(Items listed in a dataset)
━━━━━━━━━━━━━━━━
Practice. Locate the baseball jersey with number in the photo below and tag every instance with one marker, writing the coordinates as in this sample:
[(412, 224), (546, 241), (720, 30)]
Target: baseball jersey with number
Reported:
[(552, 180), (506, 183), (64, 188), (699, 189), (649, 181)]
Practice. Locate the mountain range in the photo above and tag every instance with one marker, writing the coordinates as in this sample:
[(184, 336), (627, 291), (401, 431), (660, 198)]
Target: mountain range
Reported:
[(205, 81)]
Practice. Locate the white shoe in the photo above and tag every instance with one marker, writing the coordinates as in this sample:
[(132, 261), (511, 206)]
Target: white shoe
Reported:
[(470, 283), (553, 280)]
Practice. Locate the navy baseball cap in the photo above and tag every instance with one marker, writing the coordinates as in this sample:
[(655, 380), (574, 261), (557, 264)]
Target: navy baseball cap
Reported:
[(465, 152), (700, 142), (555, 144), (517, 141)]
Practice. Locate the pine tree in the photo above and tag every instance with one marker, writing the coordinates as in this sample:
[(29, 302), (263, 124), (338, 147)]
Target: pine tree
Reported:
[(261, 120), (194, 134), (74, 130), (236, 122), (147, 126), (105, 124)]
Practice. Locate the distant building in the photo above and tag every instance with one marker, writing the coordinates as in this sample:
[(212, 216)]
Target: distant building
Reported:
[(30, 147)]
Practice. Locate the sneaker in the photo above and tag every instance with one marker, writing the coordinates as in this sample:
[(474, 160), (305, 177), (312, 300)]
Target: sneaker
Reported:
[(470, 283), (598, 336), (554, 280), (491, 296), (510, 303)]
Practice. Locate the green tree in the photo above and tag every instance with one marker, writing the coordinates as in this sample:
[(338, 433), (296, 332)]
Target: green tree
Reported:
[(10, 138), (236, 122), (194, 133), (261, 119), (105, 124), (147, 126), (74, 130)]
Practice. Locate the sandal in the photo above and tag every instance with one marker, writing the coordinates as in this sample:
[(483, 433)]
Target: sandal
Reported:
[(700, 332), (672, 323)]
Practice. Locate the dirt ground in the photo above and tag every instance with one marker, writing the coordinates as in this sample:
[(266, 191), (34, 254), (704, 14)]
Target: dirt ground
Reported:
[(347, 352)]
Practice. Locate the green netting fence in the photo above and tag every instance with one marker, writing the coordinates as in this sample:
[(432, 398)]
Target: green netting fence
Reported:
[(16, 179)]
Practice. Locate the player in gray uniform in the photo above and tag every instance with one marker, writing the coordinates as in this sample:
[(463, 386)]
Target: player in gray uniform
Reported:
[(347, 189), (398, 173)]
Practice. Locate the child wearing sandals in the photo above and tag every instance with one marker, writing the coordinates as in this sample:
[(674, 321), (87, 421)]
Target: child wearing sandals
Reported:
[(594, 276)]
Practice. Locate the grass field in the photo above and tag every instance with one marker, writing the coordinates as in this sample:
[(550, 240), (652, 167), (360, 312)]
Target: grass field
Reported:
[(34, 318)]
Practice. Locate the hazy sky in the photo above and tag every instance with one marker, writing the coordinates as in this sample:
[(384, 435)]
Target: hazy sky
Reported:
━━━━━━━━━━━━━━━━
_Exercise goal_
From the data above, gather every line that includes the word "wearing".

_Exercise solution_
Practice. Locate the child wearing sandals in the photo above and tag every instance with one marker, writing the coordinates as in this sample:
Target: child wearing sandals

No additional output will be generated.